◆ Extrait du document:
--------------------------------
Question de Mme BELRHITI Catherine (Moselle - Les Républicains) publiée le 25/03/2021

Mme Catherine Belrhiti attire l'attention de M. le ministre de l'agriculture et de l'alimentation sur le contrôle des structures agricoles frontalières.

Le schéma directeur régional des exploitations agricoles (SDREA) régule l'accès des exploitants au foncier agricole en fonction des enjeux nationaux et locaux. Encadré par les articles L331-1, R331-1 et suivants du code rural et de la pêche maritime, il soumet certaines opérations de mise en valeur des terres (installation, agrandissement ou réunion d'exploitations) à autorisation préalable. Il est particulièrement utilisé pour permettre aux petites structures d'être privilégiées vis-à-vis des grandes exploitations dans l'obtention d'autorisation d'acquérir et d'exploiter les terres agricoles libérées. Il permet de lutter contre la concentration excessive de terres et de consolider les petites exploitations.

Il apparaît néanmoins que, même si le schéma permet aux agriculteurs français d'être mis en concurrence dans des conditions justes et équitables, ce n'est pas le cas lorsqu'il s'agit d'agriculteurs étrangers frontaliers, qui sont nombreux dans la région Grand Est notamment.

Alors que le contrôle des structures est pleinement appliqué pour un agriculteur français et que l'ensemble des terres agricoles qu'il cultive sont prises en compte, pour un agriculteur d'une nationalité différente, seulement les terres étant exploitées en France sont comptabilisées et soumises au contrôle administratif du préfet.
--------------------------------
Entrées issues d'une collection

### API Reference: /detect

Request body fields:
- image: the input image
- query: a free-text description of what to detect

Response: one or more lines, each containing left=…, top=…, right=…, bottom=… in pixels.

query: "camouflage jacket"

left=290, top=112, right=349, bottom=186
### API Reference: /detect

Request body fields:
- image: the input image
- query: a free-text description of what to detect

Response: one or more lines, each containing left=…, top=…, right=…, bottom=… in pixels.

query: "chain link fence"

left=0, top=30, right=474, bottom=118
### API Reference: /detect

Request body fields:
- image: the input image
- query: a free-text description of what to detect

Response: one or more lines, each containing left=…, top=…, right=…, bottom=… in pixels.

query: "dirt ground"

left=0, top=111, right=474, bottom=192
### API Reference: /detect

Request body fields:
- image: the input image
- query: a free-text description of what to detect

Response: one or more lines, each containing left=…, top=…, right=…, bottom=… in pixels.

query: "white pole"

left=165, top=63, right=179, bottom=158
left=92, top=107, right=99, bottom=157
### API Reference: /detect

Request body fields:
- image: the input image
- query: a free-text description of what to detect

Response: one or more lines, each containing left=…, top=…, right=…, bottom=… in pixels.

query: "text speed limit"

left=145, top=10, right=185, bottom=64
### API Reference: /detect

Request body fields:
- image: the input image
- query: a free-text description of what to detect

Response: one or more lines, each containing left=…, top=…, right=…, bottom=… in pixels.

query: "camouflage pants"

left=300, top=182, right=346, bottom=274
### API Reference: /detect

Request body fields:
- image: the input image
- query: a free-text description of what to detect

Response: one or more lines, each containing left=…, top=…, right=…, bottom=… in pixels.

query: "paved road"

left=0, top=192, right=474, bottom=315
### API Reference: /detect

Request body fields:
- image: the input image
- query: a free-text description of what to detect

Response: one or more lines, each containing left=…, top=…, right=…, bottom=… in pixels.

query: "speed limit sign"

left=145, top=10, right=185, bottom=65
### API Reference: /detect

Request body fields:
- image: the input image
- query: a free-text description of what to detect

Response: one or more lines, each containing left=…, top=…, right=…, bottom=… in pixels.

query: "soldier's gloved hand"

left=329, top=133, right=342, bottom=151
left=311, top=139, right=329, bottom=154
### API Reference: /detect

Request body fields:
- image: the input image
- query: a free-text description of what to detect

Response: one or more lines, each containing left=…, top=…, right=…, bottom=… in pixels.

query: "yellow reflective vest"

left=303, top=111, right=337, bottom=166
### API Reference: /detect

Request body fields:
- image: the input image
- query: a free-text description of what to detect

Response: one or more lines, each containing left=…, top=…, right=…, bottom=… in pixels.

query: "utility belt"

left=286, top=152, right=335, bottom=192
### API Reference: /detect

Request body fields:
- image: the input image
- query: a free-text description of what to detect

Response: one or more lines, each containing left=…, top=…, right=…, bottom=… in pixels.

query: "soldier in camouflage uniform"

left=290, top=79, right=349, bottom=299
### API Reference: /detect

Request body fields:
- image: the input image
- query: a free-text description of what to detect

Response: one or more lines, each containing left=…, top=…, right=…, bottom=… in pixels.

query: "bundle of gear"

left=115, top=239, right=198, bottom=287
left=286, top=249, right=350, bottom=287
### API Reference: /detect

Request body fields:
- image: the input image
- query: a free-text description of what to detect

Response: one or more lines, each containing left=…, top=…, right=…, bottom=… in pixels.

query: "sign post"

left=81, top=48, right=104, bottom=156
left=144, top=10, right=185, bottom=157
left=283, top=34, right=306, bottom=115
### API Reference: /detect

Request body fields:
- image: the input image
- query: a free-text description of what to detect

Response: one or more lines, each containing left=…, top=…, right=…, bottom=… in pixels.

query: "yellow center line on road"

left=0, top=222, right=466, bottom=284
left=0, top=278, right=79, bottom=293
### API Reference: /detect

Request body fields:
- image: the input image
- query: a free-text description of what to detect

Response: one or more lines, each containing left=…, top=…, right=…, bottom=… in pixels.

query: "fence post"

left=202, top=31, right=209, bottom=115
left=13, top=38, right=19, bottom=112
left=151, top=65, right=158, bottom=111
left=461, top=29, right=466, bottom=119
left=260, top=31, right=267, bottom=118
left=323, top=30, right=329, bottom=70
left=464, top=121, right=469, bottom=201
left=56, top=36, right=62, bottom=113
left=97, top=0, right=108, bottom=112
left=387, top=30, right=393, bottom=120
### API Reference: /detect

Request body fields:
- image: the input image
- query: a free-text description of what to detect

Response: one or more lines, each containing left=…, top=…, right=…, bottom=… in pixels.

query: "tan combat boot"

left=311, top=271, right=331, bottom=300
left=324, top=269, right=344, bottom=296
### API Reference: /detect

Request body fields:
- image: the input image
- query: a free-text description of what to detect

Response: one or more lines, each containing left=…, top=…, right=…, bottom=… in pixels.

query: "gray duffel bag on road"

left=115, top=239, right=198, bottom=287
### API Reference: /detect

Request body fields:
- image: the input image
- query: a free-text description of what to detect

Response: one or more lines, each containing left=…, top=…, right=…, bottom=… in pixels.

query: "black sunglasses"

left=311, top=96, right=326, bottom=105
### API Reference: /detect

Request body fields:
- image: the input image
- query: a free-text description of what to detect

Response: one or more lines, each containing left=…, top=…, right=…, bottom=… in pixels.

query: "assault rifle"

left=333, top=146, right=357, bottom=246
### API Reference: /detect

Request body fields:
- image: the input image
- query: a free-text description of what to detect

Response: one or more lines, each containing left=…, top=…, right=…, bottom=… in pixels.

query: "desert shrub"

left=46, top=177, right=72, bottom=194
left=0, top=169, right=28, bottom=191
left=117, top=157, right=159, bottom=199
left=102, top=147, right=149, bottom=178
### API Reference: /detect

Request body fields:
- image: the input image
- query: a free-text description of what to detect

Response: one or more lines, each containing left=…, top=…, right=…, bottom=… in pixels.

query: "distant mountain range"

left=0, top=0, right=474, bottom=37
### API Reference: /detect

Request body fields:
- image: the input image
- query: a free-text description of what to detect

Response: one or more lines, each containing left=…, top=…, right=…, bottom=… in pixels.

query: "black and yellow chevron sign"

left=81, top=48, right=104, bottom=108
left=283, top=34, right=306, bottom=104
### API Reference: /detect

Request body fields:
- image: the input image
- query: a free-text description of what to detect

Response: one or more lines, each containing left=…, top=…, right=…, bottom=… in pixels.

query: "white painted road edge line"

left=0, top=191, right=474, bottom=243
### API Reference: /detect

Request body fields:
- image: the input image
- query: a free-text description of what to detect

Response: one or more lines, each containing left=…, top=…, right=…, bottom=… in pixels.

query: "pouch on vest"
--------------------------------
◆ Consignes:
a) Reproduisez le passage de la question sur le contrôle des structures agricoles frontalières, de « Alors que le » jusqu'à « administratif du préfet. » inclus.
b) Sélectionnez puis recopiez chaque ligne des entrées qui contient la chaîne « white ».

◆ Résultats finaux:
a)
Alors que le contrôle des structures est pleinement appliqué pour un agriculteur français et que l'ensemble des terres agricoles qu'il cultive sont prises en compte, pour un agriculteur d'une nationalité différente, seulement les terres étant exploitées en France sont comptabilisées et soumises au contrôle administratif du préfet.

b)
query: "white pole"
query: "white painted road edge line"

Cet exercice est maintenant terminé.